Update the records below by replacing each "integer pixels" with "whole-number pixels". Leave everything else unchanged.

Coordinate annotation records
--- Begin ---

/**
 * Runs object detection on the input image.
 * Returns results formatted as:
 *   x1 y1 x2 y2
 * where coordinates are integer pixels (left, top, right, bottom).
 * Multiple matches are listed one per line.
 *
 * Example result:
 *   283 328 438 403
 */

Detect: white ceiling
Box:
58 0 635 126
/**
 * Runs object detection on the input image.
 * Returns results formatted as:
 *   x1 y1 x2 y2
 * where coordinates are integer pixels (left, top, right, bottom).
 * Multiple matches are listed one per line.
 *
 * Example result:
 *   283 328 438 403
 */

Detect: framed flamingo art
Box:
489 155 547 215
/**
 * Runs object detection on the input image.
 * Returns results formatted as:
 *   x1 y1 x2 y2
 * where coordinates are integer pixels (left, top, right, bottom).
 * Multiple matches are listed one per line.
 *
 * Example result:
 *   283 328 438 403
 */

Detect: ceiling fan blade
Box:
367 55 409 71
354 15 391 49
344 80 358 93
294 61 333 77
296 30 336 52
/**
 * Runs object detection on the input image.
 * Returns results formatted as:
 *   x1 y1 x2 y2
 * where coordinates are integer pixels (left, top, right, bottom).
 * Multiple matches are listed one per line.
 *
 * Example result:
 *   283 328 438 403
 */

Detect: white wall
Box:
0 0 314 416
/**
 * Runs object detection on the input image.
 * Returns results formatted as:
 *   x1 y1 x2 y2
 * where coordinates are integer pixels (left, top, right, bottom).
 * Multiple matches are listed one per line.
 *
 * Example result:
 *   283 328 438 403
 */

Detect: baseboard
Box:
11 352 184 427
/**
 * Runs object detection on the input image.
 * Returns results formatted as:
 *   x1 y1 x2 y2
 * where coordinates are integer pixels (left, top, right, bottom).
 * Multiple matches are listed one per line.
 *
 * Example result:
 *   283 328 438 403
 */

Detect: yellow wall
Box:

--- End ---

[Task answer]
/**
 * Runs object detection on the input image.
 * Returns results formatted as:
 *   x1 y1 x2 y2
 * where coordinates are whole-number pixels (left, top, right, bottom).
 * Multiple matches are listed one per line.
 *
 * Example result:
 *   283 328 438 403
 */

Detect: white ceiling
Box:
58 0 635 126
/**
 * Runs object detection on the input image.
 * Returns results formatted as:
 *   x1 y1 x2 y2
 * where coordinates are whole-number pixels (left, top, right, bottom).
 * Multiple matches are listed one per line.
 *
 * Example result:
 *   283 328 438 403
 */

Detect: framed flamingo art
Box:
489 155 547 215
/**
 * Runs object detection on the input image.
 * Returns results formatted as:
 *   x1 y1 x2 y2
 * where coordinates are whole-number pixels (left, top, right, bottom).
 * Multiple matches are listed one per line.
 *
 * Example result:
 *   283 328 438 403
 */

Detect: ceiling fan blade
Box:
367 55 409 71
354 15 391 49
344 80 358 93
294 61 333 77
296 30 336 52
/**
 * Runs object detection on the input image.
 * Returns results formatted as:
 *   x1 y1 x2 y2
 * where coordinates are whole-number pixels (left, top, right, bottom).
 * Multiple matches are listed one per line.
 *
 * Example result:
 *   283 328 438 403
 */

Detect: white wall
Box:
0 0 314 416
/**
 * Runs object detection on the input image.
 * Returns results formatted as:
 *   x1 y1 x2 y2
 * where coordinates are whole-number pixels (left, top, right, bottom).
 * Multiple matches are listed one per line.
 *
 * Example result:
 *   283 328 438 403
 */

Detect: baseboard
Box:
11 352 184 427
/**
 * Runs object detection on the input image.
 * Returns results formatted as:
 *   x1 y1 x2 y2
 * where coordinates are whole-number pixels (left, top, right, bottom).
 * Multiple matches are listed one per line.
 *
 * Example result:
 *   283 328 438 403
 */

Detect: yellow wall
Box:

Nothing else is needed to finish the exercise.